++++ SOURCE PASSAGE
# Isn't This Interesting



## jbwilcox (Jan 2, 2008)

All the major stores are discounting like crazy and sales are way off.

Why do we not see any major discounts in Large Scale products?

Do they assume that we will just bite the bullet and spend our money even though the economy is sinking?

Do they have such a low mark up that they cannot afford to discount?

What do you think?

John


----------



## Spule 4 (Jan 2, 2008)

I spoke with a couple dealers on the phone while placing orders in late November and they said buiness was booming. Ditto with a trainshow this weekend, elbow to elbow, and plenty of sales. 

Large scale trains are a rich man's hobby anyhow.


----------



## vsmith (Jan 2, 2008)

I aint rich, been down about the lack of lower price Xmas train stuff at the local stores, didnt get to the Del Mar show but Ventura was a little flat patronage wise, guess it depends where you are.


----------



## Semper Vaporo (Jan 2, 2008)

Posted By Spule 4 on 12/15/2008 9:25 PM
...
Large scale trains are a rich man's hobby anyhow.


If'n I was rich ... I would NOT be a playin' with TOY steam trains!!!! 

But then this is not a "hobby" fer me ... it is more of an obsession.


----------



## joe rusz (Jan 3, 2008)

Garret, I agree that large scale tends to be a rich man's hobby, although many of us here (at MLS) are not that wealthy. As for prices, I guess we are just crazy enough to pay full pop. That said, let's wait and see how things go, price wise, as the recession worsens. 

As far as patronage at your local brick and mortar model train store goes, I saw quite a few customers at Arnie's Trains in Westminster, CA, last week, when I went there to stock up on hobby paint and styrene (ya can never have enough Evergreen, I say). I was a bit surprised, until I realized that this is the Christmas season and that model train interest always spikes during the holidays. Try the place in February, though...


----------



## astrayelmgod (Jan 2, 2008)

I was talking to the owner of my local general hobby shop, and he said his business always picks up when the economy falls off. Apparently people travel less, and get bored, so off to the hobby shop.


----------



## wchasr (Jan 2, 2008)

The only business I see booming is the flyer printers and the post office. Tons of circulars touting sales but items I looked at a mere 3 months ago are higher priced in the circulars than they were then. Sales Not likely. A few loss leaders but no big bargains to be had on the East coast. Of course our gas is just finally under $2 a gallon Hit $1.93 and then jumped last night back to $1.99. No train stores here but this is the season so no surprise that they are booming. All hobby shops tend to do more business in the winter and Christmas is the kickoff to the hobby season. Personally I'm hoping that Aristo's SS track prices will drop but I'm also not holding my breath either. 

Chas 


P.S. Let me add that when I worked at a LARGE Hobby shop in the Buffalo NY area they cleared out the stock the wasn't moving at Train shows for a long time. They also had "bargain bins" to clear out stock that had sat or had been returned broken. They had a shrink wrap machine so they could re-do the cellophane covering on model kits etc. It was always a matter of timing and Large scale stuff never hit the floor until the few of us that were itno it stopped working there. On a recent visit the store is a different animal now. More toy shop less hobby shop. From 4 or 5 aisles of trains to about 2. From three full aisles of models to less than two. From a half aisle of high end diecast to a full aisle of low end diecast. From one full aisle of large scale trains and a show case with another full aisle of O scale trains and 2 show cases to one showcase of Large scale and three aisles of O scale trains. Tells me that O scale is booming while G scale is dying to kill itself at least manufacturing wise. O sale went from one major player to what now? Three or more? Add in On3 with Bachman and you've got another. Heck a LOT of you guys jumped ship to that scale. No wonder Large scale is dying.
++++++++
++++ RECORDED INFORMATION
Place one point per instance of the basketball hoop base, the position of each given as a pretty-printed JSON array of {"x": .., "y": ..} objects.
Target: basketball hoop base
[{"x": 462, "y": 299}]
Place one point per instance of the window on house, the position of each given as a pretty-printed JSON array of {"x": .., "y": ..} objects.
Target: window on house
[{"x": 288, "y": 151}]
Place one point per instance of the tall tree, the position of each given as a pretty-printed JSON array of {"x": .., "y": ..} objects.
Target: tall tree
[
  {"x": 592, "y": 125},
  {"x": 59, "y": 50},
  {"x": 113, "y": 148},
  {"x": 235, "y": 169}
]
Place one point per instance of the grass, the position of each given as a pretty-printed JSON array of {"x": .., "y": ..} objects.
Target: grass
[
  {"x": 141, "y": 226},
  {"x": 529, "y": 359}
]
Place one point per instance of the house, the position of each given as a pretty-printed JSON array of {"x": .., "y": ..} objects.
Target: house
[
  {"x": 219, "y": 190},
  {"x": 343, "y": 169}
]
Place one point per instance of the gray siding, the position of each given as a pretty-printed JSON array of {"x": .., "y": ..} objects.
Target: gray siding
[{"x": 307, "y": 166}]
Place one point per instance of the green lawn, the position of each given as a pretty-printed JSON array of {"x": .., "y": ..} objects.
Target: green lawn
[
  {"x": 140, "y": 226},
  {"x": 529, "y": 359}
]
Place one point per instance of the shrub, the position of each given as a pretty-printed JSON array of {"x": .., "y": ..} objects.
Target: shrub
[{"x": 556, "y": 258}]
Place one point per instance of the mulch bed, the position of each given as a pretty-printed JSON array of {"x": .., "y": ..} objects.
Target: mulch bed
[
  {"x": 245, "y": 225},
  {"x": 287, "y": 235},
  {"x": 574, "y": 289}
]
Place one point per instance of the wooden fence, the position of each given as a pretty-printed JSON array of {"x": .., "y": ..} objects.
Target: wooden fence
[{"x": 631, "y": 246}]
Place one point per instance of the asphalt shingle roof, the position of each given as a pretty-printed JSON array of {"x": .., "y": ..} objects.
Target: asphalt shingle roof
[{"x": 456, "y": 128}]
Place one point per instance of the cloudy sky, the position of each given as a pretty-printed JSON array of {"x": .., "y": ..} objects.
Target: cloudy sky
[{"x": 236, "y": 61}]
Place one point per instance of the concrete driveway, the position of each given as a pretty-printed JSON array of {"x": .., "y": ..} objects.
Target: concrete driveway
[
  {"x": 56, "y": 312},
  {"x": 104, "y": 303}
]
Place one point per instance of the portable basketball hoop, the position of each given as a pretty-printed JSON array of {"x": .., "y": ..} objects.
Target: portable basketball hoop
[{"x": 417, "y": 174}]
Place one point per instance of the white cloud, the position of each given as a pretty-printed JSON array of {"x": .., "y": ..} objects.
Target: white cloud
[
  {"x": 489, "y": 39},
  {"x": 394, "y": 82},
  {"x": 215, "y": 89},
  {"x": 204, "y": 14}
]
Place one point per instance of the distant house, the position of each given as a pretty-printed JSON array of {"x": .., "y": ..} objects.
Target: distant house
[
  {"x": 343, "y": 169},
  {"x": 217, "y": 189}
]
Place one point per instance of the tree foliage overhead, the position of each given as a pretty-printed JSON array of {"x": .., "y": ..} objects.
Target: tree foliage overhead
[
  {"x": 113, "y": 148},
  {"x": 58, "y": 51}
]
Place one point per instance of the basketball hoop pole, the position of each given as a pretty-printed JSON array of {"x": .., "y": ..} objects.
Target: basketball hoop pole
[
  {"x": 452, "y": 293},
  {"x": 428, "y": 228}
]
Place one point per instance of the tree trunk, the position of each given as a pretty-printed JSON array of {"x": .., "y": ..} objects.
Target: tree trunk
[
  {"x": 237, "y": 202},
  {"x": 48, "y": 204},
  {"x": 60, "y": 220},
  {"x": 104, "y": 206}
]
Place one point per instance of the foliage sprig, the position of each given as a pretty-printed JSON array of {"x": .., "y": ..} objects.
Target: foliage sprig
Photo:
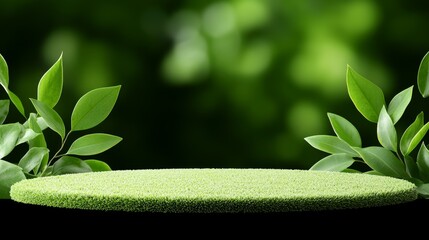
[
  {"x": 40, "y": 160},
  {"x": 396, "y": 155}
]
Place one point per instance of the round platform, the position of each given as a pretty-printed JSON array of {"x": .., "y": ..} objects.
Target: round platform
[{"x": 214, "y": 190}]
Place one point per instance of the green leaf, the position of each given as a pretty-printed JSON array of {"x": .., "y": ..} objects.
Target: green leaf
[
  {"x": 93, "y": 144},
  {"x": 386, "y": 132},
  {"x": 97, "y": 165},
  {"x": 9, "y": 175},
  {"x": 345, "y": 130},
  {"x": 423, "y": 162},
  {"x": 409, "y": 134},
  {"x": 373, "y": 172},
  {"x": 4, "y": 73},
  {"x": 349, "y": 170},
  {"x": 26, "y": 135},
  {"x": 423, "y": 190},
  {"x": 32, "y": 158},
  {"x": 16, "y": 102},
  {"x": 4, "y": 110},
  {"x": 38, "y": 141},
  {"x": 67, "y": 164},
  {"x": 383, "y": 161},
  {"x": 51, "y": 117},
  {"x": 335, "y": 163},
  {"x": 51, "y": 84},
  {"x": 93, "y": 107},
  {"x": 330, "y": 144},
  {"x": 423, "y": 76},
  {"x": 366, "y": 96},
  {"x": 9, "y": 134},
  {"x": 399, "y": 103},
  {"x": 411, "y": 167}
]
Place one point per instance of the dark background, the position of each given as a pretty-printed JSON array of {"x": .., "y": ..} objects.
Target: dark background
[{"x": 235, "y": 83}]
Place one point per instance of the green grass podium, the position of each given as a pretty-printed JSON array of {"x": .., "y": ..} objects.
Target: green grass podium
[{"x": 214, "y": 191}]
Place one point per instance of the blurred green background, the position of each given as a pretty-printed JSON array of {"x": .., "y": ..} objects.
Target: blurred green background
[{"x": 234, "y": 83}]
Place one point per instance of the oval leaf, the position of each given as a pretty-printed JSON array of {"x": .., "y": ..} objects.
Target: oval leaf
[
  {"x": 9, "y": 134},
  {"x": 93, "y": 144},
  {"x": 51, "y": 117},
  {"x": 330, "y": 144},
  {"x": 9, "y": 175},
  {"x": 423, "y": 76},
  {"x": 409, "y": 134},
  {"x": 423, "y": 190},
  {"x": 386, "y": 132},
  {"x": 345, "y": 130},
  {"x": 383, "y": 161},
  {"x": 373, "y": 172},
  {"x": 335, "y": 163},
  {"x": 16, "y": 102},
  {"x": 67, "y": 164},
  {"x": 423, "y": 162},
  {"x": 417, "y": 138},
  {"x": 93, "y": 107},
  {"x": 4, "y": 110},
  {"x": 97, "y": 165},
  {"x": 4, "y": 73},
  {"x": 32, "y": 158},
  {"x": 366, "y": 96},
  {"x": 399, "y": 103},
  {"x": 51, "y": 84},
  {"x": 26, "y": 135}
]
++++++++
REQUIRED TASK
Resume the forum thread on large scale train prices and discounts, continuing after its last sentence.

TASK RESULT
----------



## Paul Burch (Jan 2, 2008)

Dying?


----------



## Spule 4 (Jan 2, 2008)

Posted By astrayelmgod on 12/15/2008 11:21 PM
I was talking to the owner of my local general hobby shop, and he said his business always picks up when the economy falls off. Apparently people travel less, and get bored, so off to the hobby shop.




True, remember much of the footwork for the model railroad hobby started in the US during the Depression.....


----------



## aceinspp (Jan 2, 2008)

Most I've talked to also said business is good. Usually is just before Christmas. Lot of folks wait till then to order hoping new stuff will be in stock. Later RJD


----------



## Steve Stockham (Jan 2, 2008)

It never ceases to amaze me that Bachmann announces new items a year in advance and then doesn't get them on the shelves in time for Christmas! I guess it's just another in a long line of marketing mistakes...


----------



## Allan W. Miller (Jan 2, 2008)

I seriously doubt that Large Scale is dying, or in any danger of doing so. Trains in general appear to be doing well this holiday season, despite the very poor economy. I imagine that the departure of LGB has had an adverse impact on Large Scale to some extent (as I predicted it would back when it happened), but my guess is that several of the remaining manufacturers--Bachmann, Aristo, USA Trains, Accucraft, and MTH--are probably holding their own. Certainly public interest in Large Scale and garden railroading has not waned, and many local and regional shows are reporting their best attendance ever (again, likely a result of a very weak economy where folks are seeking less costly forms of family entertainment).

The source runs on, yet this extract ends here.